Set problem — Collect every line of the items below that contains the string "steep". Case counts.

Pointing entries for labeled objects

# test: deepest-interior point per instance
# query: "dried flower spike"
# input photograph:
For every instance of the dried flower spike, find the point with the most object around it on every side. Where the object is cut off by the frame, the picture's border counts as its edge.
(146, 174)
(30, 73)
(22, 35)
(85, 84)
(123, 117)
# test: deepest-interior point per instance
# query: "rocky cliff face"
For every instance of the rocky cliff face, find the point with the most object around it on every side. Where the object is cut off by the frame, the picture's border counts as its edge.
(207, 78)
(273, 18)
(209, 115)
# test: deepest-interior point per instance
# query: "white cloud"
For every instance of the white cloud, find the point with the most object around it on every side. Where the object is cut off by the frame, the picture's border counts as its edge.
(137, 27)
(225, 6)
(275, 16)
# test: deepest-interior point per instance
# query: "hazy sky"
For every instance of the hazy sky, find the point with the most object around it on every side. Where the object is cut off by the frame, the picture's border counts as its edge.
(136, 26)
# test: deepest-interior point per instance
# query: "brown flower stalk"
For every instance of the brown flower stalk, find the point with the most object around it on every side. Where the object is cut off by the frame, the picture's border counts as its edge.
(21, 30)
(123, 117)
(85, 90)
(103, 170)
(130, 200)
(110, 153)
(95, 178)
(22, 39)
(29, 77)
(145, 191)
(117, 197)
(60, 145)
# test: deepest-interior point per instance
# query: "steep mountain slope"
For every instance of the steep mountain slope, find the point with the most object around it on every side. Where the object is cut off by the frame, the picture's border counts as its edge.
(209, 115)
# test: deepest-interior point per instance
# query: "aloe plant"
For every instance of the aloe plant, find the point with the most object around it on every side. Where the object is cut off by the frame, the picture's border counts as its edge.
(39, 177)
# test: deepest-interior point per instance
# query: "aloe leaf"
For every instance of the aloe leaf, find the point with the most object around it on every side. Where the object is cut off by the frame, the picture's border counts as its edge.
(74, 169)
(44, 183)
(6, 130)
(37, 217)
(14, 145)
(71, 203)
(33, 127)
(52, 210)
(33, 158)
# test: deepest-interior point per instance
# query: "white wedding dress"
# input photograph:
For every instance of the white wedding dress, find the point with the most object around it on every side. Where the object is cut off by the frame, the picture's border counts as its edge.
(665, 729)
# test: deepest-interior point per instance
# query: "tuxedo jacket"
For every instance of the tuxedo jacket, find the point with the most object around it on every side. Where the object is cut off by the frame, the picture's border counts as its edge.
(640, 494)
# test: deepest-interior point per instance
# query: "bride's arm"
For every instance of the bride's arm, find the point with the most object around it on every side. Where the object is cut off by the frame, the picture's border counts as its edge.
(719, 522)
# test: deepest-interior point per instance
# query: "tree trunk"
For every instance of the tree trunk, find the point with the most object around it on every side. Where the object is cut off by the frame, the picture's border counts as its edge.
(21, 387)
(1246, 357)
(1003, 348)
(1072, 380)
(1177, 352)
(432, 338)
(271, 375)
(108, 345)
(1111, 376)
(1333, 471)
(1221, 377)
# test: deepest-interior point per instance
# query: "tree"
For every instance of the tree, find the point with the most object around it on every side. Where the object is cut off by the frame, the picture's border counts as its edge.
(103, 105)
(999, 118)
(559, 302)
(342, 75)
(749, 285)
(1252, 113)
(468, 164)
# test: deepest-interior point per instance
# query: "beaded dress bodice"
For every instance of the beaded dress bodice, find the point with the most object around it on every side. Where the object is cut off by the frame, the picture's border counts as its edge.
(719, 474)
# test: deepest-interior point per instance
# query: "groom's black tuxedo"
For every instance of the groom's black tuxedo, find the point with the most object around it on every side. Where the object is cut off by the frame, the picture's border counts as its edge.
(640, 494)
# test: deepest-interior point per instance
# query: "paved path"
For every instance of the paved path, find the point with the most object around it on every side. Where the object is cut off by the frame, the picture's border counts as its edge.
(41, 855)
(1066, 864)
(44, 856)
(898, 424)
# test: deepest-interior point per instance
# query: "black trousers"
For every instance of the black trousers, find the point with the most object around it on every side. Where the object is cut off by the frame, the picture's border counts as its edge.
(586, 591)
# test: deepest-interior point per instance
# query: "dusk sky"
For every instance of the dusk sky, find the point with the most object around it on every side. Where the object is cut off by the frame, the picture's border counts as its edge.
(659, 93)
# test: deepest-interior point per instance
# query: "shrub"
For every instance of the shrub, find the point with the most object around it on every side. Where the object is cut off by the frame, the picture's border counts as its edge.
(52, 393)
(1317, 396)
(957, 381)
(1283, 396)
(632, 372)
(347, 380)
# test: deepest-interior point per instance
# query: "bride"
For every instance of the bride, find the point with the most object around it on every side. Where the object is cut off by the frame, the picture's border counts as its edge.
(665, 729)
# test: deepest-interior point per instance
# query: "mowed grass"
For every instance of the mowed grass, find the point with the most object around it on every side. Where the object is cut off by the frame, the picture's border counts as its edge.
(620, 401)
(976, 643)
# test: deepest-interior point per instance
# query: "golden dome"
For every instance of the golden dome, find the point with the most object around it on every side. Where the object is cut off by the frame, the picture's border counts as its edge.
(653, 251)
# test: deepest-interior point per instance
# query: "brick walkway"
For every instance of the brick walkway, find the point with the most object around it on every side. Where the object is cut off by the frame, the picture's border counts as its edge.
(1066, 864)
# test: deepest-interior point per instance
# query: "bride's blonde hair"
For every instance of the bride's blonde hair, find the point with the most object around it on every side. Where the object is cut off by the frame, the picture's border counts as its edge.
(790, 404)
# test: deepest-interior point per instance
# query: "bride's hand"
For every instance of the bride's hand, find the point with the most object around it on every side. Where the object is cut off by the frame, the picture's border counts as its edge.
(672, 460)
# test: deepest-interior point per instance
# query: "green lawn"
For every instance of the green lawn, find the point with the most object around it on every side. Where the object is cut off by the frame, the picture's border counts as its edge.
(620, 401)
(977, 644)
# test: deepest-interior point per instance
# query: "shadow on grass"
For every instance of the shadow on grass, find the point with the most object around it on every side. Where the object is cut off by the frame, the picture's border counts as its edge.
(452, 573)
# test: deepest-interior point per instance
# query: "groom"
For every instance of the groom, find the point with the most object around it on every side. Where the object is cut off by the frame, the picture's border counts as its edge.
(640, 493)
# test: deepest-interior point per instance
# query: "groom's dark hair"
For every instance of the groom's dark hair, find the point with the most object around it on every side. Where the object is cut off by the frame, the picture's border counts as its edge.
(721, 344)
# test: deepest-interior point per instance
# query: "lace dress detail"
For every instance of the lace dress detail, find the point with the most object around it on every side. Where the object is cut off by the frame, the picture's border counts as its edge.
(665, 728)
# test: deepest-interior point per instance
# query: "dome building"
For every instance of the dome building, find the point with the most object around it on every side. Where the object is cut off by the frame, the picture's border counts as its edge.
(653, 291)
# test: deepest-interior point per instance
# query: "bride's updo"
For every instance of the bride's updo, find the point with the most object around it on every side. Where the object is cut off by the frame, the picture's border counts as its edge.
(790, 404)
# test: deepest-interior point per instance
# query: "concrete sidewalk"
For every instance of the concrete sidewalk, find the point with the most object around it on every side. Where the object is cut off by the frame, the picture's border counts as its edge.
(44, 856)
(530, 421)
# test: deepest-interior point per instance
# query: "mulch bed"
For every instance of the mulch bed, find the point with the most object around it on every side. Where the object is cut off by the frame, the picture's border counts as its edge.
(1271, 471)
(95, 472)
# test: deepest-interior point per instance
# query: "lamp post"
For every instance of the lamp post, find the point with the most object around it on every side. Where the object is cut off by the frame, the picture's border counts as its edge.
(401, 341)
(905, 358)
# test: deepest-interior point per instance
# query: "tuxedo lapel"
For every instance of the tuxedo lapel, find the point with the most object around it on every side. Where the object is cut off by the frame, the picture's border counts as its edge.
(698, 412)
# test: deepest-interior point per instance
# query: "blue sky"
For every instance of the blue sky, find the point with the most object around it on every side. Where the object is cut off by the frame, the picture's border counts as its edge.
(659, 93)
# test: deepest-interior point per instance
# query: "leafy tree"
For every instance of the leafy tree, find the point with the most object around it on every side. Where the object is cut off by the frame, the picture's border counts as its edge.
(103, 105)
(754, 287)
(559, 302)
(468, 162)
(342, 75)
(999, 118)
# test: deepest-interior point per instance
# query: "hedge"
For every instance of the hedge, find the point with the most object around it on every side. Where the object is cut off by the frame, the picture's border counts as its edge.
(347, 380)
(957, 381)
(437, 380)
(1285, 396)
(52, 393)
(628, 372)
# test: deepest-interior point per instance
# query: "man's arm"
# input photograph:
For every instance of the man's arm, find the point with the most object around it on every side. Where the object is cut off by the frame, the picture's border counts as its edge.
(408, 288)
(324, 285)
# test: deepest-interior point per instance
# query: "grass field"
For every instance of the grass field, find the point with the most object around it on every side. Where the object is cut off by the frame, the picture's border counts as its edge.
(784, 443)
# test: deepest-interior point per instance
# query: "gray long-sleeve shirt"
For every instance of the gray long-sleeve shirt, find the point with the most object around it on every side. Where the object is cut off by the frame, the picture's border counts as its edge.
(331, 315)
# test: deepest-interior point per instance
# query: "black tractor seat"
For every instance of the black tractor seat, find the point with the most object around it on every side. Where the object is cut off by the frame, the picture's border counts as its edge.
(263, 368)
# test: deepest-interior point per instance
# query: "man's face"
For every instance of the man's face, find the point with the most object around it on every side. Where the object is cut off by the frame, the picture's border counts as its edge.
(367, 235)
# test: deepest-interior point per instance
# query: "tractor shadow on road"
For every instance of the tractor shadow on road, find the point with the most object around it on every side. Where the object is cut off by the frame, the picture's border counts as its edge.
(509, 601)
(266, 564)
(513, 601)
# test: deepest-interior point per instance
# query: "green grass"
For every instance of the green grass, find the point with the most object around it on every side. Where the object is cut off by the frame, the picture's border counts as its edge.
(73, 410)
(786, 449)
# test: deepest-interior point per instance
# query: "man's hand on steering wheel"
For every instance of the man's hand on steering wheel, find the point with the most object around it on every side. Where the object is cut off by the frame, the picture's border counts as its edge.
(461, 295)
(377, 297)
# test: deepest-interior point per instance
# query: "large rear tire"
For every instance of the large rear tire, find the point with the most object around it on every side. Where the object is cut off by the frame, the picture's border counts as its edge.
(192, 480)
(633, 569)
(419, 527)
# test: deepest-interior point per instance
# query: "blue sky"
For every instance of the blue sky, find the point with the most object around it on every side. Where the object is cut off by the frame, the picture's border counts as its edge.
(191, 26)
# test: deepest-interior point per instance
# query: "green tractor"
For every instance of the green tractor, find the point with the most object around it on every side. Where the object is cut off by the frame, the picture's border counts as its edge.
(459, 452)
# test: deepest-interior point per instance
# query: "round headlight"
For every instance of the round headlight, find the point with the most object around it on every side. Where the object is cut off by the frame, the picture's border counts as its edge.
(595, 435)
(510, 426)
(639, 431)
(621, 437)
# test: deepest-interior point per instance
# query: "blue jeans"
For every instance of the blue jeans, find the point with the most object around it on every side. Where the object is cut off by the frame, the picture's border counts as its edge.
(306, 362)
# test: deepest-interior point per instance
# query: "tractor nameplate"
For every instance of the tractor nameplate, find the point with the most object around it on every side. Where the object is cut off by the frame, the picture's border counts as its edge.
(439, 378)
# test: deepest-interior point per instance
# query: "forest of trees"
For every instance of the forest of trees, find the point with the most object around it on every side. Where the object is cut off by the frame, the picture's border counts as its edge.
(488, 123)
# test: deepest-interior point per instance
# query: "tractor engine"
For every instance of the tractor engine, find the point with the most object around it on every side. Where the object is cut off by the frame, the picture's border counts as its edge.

Finished exercise —
# query: "steep mountain slope"
For every instance of the steep mountain slope, find the point with the most object around it on every side. Where the object is cut off by the frame, the picture's border counts as its edge.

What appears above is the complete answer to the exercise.